> [À FAIRE]:
1. D'après le poème « Ode » de l'extrait, dans quelle cabine et entre quelles localités la douceur de vivre a-t-elle été ressentie pour la première fois ?
2. Prolongez l'extrait consacré au train dans la poésie du 20ᵉ siècle, à partir de sa dernière ligne.

> [EXTRAIT]:
L'OBJET EN POESIE AU 20ème
SIECLE : lecture en dyptique de "Ode" (V. Larbaud) /
extrait de " Prose du Transsibérien " (Cendrars)
Texte 1 :
Ode
Prête-moi ton grand bruit, ta grande
allure si douce,
Ton glissement nocturne à travers l'Europe illuminée,
Ô train de luxe ! et l'angoissante musique
Qui bruit le long de tes couloirs de cuir doré,
Tandis que derrière les portes laquées, aux loquets
de cuivre lourd,
Dorment les millionnaires.
Je parcours en chantonnant tes couloirs
Et je suis ta course vers Vienne et Budapesth,
Mêlant ma voix à tes cent mille voix,
Ô Harmonika-Zug !
J'ai senti pour la première fois
toute la douceur de vivre,
Dans une cabine du Nord-Express, entre Wirballen et Pskow .
On glissait à travers des prairies où des bergers,
Au pied de groupes de grands arbres pareils à des collines,
Etaient vêtus de peaux de moutons crues et sales…
(huit heures du matin en automne, et la belle cantatrice
Aux yeux violets chantait dans la cabine à côté.)
Et vous, grandes places à travers lesquelles j'ai vu passer
la Sibérie et les monts du Samnium ,
La Castille âpre et sans fleurs, et la mer de Marmara sous
une pluie tiède !
Prêtez-moi, ô Orient-Express,
Sud-Brenner-Bahn , prêtez-moi
Vos miraculeux bruits sourds et
Vos vibrantes voix de chanterelle ;
Prêtez-moi la respiration légère et facile
Des locomotives hautes et minces, aux mouvements
Si aisés, les locomotives des rapides,
Précédant sans effort quatre wagons jaunes à
lettres d'or
Dans les solitudes montagnardes de la Serbie,
Et, plus loin, à travers la Bulgarie pleine de roses…
Ah ! il faut que ces bruits et que ce mouvement
Entrent dans mes poèmes […]
Valéry Larbaud, Poésies
de A.O Barnabooth, 1913
Texte 2
:
Prose du transsibérien
Dédiée aux musiciens
[…]
" Dis, Blaise, sommes-nous bien loin de Montmartre ? "
Les inquiétudes
Oublie les inquiétudes
Toutes les gares lézardées obliques sur la route
Les fils télégraphiques auxquels elles pendent
Les poteaux grimaçants qui gesticulent et les étranglent
Le monde s'étire s'allonge et se retire comme un accordéon
qu'une main sadique tourmente
Dans les déchirures du ciel, les locomotives en furie
S'enfuient
Et dans les trous,
Les roues vertigineuses les bouches les voix
Et les chiens du malheur qui aboient à nos trousses
Les démons sont déchaînés
Ferrailles
Tout est un faux accord
Le broun-roun-roun des roues
Chocs
Rebondissements
Nous sommes un orage
Sous le crâne d'un sourd…
" Dis, Blaise, sommes-nous bien loin
de Montmartre ? "

> [DONNÉES RECUEILLIES]:
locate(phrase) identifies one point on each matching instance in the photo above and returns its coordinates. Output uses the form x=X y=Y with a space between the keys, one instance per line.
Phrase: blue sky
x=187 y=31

> [RÉPONSES PAR TÂCHE]:
1. Dans une cabine du Nord-Express, entre Wirballen et Pskow.

2.
Mais oui, tu m'énerves, tu le sais
bien, nous sommes bien loin
La folie surchauffée beugle dans la locomotive
La peste le choléra se lèvent comme des braises
ardentes sur notre route
[…]
Blaise Cendrars, Du monde entier, 1912-1924
Compétence
: confrontation de 2 poèmes évoquant le même
objet
Préparation
1) Quel est le sens des titres ?
2) Relever dans chaque poème le
système d'énonciation : qui parle ? A qui ?
3) Comparer les indices de lieu ?
4) Trouver le vers le plus long/le plus
court
Introduction
Deux poèmes du XXè siècle
contemporains l'un de l'autre, comme l'indiquent les dates dans
le paratexte. Evocation d'un même objet : le train. Mais
nous avons deux personnalités différentes et deux
visions différentes. Valéry Larbaud, très
fortuné, était un grand voyageur. Cendrars, grand
voyageur lui aussi, évoque une fugue qu'il aurait faite
à 16 ans, depuis Paris, en direction de la Russie puis
de la Sibérie.
Ier axe : une esthétique de la
modernité
- Choix de l'objet : le train,
symbole de la modernité d'alors.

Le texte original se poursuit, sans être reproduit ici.